Records for this exercise
-------

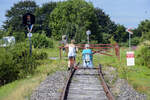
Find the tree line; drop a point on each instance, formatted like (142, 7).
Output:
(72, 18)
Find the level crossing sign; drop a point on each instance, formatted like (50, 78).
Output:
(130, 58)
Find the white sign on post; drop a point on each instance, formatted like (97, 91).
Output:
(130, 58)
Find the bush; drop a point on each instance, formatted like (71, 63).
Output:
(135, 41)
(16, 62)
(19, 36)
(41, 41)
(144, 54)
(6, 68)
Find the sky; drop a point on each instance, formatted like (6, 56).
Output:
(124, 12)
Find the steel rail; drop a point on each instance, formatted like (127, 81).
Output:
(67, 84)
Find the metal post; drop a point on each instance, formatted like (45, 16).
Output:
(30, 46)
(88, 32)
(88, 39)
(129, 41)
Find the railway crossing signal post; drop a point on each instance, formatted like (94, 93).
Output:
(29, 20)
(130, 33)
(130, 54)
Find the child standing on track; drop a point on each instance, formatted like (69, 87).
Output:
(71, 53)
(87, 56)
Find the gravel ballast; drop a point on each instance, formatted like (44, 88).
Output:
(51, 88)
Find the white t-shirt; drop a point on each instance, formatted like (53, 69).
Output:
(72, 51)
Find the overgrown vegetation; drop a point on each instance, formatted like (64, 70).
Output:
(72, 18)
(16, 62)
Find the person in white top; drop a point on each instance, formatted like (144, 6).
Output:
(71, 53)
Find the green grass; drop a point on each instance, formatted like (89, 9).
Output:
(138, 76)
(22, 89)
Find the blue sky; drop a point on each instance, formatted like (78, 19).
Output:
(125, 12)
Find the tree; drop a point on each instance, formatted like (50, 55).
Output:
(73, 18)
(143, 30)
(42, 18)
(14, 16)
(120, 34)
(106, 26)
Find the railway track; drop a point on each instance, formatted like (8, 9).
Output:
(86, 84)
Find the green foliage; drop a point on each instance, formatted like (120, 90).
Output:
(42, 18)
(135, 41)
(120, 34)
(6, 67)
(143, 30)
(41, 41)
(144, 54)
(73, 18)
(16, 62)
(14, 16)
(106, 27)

-------

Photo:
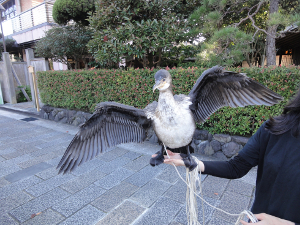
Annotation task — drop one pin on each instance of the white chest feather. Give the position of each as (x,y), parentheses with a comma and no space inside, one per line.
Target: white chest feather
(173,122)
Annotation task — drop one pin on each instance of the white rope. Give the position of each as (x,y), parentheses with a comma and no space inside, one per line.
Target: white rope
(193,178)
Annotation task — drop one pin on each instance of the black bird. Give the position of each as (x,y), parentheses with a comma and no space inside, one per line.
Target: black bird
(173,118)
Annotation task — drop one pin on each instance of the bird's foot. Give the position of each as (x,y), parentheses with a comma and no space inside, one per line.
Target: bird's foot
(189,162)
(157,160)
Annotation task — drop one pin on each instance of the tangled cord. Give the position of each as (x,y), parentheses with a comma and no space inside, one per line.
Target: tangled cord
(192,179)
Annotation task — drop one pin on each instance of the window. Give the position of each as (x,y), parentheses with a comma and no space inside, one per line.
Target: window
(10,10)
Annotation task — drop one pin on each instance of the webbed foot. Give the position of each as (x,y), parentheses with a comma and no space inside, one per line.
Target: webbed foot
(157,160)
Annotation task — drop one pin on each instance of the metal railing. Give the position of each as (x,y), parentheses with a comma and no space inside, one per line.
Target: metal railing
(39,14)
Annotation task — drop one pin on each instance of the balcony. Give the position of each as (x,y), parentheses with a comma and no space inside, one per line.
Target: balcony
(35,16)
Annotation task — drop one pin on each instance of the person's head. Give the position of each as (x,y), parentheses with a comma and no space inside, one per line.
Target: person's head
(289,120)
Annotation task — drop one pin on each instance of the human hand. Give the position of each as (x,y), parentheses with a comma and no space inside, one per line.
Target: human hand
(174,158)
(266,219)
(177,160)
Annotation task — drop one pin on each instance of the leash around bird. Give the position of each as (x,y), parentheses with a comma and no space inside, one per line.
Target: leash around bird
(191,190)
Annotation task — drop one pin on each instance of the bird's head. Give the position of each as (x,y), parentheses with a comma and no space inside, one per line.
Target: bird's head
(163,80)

-------

Problem requirements
Once a line of the records is found to contain "green", copy it out.

Solution
Find the green grass; drop a point on each instance, formatted like (89, 9).
Find the green foliage; drop a point on each instance, formatted like (120, 90).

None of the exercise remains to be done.